Problem to solve -
Copy out all of the data below with no alterations.

The data -

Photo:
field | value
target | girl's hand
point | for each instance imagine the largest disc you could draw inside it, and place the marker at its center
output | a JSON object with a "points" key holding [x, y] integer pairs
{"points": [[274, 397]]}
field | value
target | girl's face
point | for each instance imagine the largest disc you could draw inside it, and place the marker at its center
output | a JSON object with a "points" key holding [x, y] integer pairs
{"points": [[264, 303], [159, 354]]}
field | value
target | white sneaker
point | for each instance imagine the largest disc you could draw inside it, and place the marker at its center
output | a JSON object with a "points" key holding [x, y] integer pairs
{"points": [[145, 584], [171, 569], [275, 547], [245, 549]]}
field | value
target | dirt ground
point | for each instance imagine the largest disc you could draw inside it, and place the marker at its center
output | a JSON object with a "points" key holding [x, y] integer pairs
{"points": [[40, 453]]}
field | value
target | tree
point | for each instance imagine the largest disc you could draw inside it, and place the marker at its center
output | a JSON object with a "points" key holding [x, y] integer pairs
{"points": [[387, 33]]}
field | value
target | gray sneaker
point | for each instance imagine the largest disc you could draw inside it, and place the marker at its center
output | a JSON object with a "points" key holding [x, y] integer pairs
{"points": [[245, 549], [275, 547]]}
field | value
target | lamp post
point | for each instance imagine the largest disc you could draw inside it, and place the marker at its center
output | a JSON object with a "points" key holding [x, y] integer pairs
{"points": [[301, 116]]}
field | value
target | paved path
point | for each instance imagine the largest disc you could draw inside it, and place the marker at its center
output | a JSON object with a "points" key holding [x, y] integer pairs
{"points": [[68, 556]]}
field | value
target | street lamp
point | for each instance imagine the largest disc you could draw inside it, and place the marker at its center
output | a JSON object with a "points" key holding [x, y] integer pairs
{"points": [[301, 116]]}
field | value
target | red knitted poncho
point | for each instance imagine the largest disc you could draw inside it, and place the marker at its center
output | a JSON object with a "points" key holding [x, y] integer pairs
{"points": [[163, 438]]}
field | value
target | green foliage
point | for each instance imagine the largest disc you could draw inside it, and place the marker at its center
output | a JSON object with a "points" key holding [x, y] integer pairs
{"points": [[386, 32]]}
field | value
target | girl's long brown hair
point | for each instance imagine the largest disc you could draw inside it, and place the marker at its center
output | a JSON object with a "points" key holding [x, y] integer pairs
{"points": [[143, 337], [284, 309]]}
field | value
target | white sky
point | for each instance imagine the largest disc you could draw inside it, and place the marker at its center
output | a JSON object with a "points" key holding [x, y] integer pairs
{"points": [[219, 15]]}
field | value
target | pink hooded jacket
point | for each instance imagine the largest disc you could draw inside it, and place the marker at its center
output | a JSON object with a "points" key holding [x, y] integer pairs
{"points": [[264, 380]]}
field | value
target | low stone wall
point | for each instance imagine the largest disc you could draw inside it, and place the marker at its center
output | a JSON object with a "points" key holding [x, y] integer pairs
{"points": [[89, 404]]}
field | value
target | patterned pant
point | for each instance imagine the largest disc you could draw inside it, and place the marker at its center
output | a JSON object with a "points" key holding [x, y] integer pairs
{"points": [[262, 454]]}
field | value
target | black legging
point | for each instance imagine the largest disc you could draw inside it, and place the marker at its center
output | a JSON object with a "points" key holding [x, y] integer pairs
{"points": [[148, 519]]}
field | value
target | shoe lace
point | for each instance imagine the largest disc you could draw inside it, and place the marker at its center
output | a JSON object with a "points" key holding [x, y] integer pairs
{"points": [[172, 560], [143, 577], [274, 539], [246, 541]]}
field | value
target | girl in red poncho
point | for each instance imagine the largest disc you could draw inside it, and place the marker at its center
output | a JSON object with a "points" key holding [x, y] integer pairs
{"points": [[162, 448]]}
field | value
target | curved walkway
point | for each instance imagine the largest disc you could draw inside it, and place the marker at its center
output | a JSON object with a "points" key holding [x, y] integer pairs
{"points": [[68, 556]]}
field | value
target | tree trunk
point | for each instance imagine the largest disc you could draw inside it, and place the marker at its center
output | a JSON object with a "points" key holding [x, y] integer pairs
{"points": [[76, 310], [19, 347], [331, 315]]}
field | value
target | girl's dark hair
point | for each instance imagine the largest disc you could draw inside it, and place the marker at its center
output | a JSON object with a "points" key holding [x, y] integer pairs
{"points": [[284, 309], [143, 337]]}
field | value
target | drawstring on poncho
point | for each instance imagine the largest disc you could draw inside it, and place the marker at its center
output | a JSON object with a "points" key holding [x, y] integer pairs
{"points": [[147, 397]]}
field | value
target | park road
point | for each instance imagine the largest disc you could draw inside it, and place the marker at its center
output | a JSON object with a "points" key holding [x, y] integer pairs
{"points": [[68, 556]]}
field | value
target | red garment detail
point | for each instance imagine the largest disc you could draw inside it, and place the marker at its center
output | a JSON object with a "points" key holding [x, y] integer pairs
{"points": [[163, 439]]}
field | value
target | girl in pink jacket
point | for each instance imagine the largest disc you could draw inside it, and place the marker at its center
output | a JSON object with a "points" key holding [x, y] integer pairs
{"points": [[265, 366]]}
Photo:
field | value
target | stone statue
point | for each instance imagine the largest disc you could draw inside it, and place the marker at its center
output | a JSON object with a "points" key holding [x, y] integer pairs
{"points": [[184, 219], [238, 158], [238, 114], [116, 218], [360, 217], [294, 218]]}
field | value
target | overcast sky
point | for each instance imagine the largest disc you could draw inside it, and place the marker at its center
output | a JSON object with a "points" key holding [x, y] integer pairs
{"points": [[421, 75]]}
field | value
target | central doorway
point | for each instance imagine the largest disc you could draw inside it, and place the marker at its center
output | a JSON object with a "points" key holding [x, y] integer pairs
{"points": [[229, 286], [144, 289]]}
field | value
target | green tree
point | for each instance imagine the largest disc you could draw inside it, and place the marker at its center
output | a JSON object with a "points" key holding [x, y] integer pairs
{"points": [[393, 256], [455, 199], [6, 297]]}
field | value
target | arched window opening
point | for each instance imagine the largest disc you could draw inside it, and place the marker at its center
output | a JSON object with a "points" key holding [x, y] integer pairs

Your response -
Photo:
field | value
target | girl's hand
point | for each instance imagine the largest disc you could draw inside it, and place the marker at its center
output | a JSON object with a "points" key holding [x, y] integer pairs
{"points": [[274, 397]]}
field | value
target | girl's face
point | for each instance imagine the largest disc you could draw inside it, and place the marker at its center
output | a JSON object with a "points" key holding [x, y] integer pairs
{"points": [[264, 303], [159, 354]]}
field | value
target | white sneaker
point | for each instance imagine the largest disc you could draw inside it, and place the marker at its center
output | a JSON object with a "points" key holding [x, y] integer pairs
{"points": [[145, 584], [171, 569], [275, 547], [245, 549]]}
field | value
target | dirt ground
point | for each instance imagine the largest disc you could draw inside it, and place the marker at its center
output | a JSON object with a "points" key holding [x, y] integer pairs
{"points": [[40, 453]]}
field | value
target | tree
point | for each instance imagine the largest disc you could draw inside it, and place the marker at its center
output | a JSON object with a "points" key holding [x, y] integer pairs
{"points": [[387, 33]]}
field | value
target | gray sneaker
point | for each instance imagine the largest disc you could draw inside it, and place the marker at its center
output | a JSON object with a "points" key holding [x, y] integer pairs
{"points": [[245, 549], [275, 547]]}
field | value
target | lamp post
point | for each instance imagine the largest disc you could draw inside it, and place the marker at its center
output | a JSON object with a "points" key holding [x, y] integer pairs
{"points": [[301, 116]]}
field | value
target | paved path
point | for each instance imagine the largest disc you could draw inside it, and place the marker at its center
output | a JSON object with a "points" key holding [x, y] integer pairs
{"points": [[68, 556]]}
field | value
target | street lamp
point | for each instance imagine the largest disc you could draw inside it, and place the marker at its center
output | a JSON object with a "points" key holding [x, y] integer pairs
{"points": [[301, 116]]}
field | value
target | red knitted poncho
point | for each instance imagine the largest disc you could draw inside it, and place the marker at its center
output | a JSON object with a "points" key holding [x, y] integer pairs
{"points": [[163, 438]]}
field | value
target | green foliage
point | for each instance imagine the largest disc you could draw inside it, and place the marker at its center
output | a JSON object with a "points" key holding [x, y] integer pairs
{"points": [[386, 32]]}
field | value
target | girl's long brown hair
point | for each instance imagine the largest disc you could draw inside it, and place the marker at its center
output | a JSON object with a "points" key holding [x, y] integer pairs
{"points": [[143, 337], [284, 309]]}
field | value
target | white sky
point | for each instance imagine the largest disc you could draw inside it, and place the marker at its center
output | a JSON object with a "points" key holding [x, y] integer pairs
{"points": [[219, 15]]}
field | value
target | pink hooded jacket
point | for each instance imagine the largest disc you could draw inside it, and place the marker at its center
output | a JSON object with a "points" key holding [x, y] integer pairs
{"points": [[264, 380]]}
field | value
target | low stone wall
point | for each instance imagine the largest disc you could draw inside it, and place the marker at its center
output | a JSON object with a "points" key holding [x, y] integer pairs
{"points": [[89, 404]]}
field | value
target | patterned pant
point | for each instance imagine the largest disc you could draw inside it, and place the marker at its center
output | a JSON object with a "points" key holding [x, y] integer pairs
{"points": [[262, 454]]}
field | value
target | black legging
point | for each instance imagine the largest disc you could draw inside it, and place the marker at its center
output | a JSON object with a "points" key holding [x, y] integer pairs
{"points": [[148, 519]]}
field | value
target | shoe lace
point | for each instance imagine the largest disc you could draw inside it, and place the marker at its center
output | a JSON object with a "points" key holding [x, y] integer pairs
{"points": [[172, 560], [143, 577], [274, 539], [246, 541]]}
field | value
target | girl in red poncho
point | for each instance imagine the largest disc you could draw inside it, and place the marker at its center
output | a JSON object with a "points" key holding [x, y] integer pairs
{"points": [[162, 448]]}
field | value
target | curved walkway
point | for each instance imagine the largest disc you could draw inside it, and place the marker at its center
output | a JSON object with a "points" key holding [x, y] integer pairs
{"points": [[68, 556]]}
field | value
target | tree trunk
point | for each instance imagine the largest disc you could draw inside it, and place the marker at its center
output | a JSON object with a "points" key holding [x, y] integer pairs
{"points": [[76, 310], [19, 347], [331, 315]]}
field | value
target | girl's dark hair
point | for each instance imagine the largest disc you could draw inside it, and place the marker at its center
output | a JSON object with a "points" key holding [x, y] integer pairs
{"points": [[284, 309], [143, 337]]}
field | value
target | drawstring on poncho
point | for each instance imagine the largest disc you could draw inside it, and place the marker at its center
output | a JSON object with a "points" key holding [x, y] integer pairs
{"points": [[147, 397]]}
field | value
target | park road
point | for each instance imagine the largest disc you could draw inside it, and place the marker at its center
output | a JSON object with a "points" key holding [x, y] integer pairs
{"points": [[68, 556]]}
field | value
target | red garment detail
point | for each instance imagine the largest disc you could draw inside it, and place the marker at its center
output | a JSON object with a "points" key holding [x, y] integer pairs
{"points": [[163, 439]]}
field | value
target | girl in pink jacket
point | for each instance imagine the largest disc you could draw inside it, and place the marker at its center
output | a JSON object with a "points" key holding [x, y] integer pairs
{"points": [[265, 366]]}
Photo:
field | value
target | stone statue
point | for each instance imagine the largest disc you could draw inside it, and place the marker at its center
output | a JSON object with a "points" key holding [x, y] integer pairs
{"points": [[184, 219], [238, 158], [238, 114], [116, 218], [360, 217], [294, 218]]}
field | value
target | overcast sky
point | for each instance imagine the largest disc you could draw inside it, and place the marker at its center
output | a JSON object with a "points" key holding [x, y] integer pairs
{"points": [[421, 75]]}
field | value
target | central doorway
point | for each instance imagine the largest disc you could draw inside it, and place the marker at its center
output | a JSON object with a "points" key holding [x, y] integer pairs
{"points": [[229, 286], [144, 289]]}
field | value
target | green tree
point | for each instance imagine the largest disc you could draw inside it, and place the marker at its center
output | a JSON object with a "points" key holding [x, y] integer pairs
{"points": [[393, 256], [455, 199], [6, 297]]}
field | value
target | arched window opening
point | for each instance imagine the largest disc you could draw inside it, and place the marker at its center
output | a JSON object with a "points" key holding [x, y] integer pairs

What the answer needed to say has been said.